**Work task**.
Please print the records below word for word.

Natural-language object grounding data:
..............................
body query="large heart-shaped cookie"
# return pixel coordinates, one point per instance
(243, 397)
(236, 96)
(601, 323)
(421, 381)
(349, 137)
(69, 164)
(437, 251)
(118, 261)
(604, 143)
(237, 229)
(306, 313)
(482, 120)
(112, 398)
..............................
**Task response**.
body query="large heart-shaped cookie"
# return pixel coordinates, one point per instance
(243, 397)
(236, 96)
(601, 323)
(421, 381)
(349, 137)
(69, 164)
(437, 251)
(118, 261)
(604, 143)
(237, 229)
(306, 313)
(482, 120)
(112, 398)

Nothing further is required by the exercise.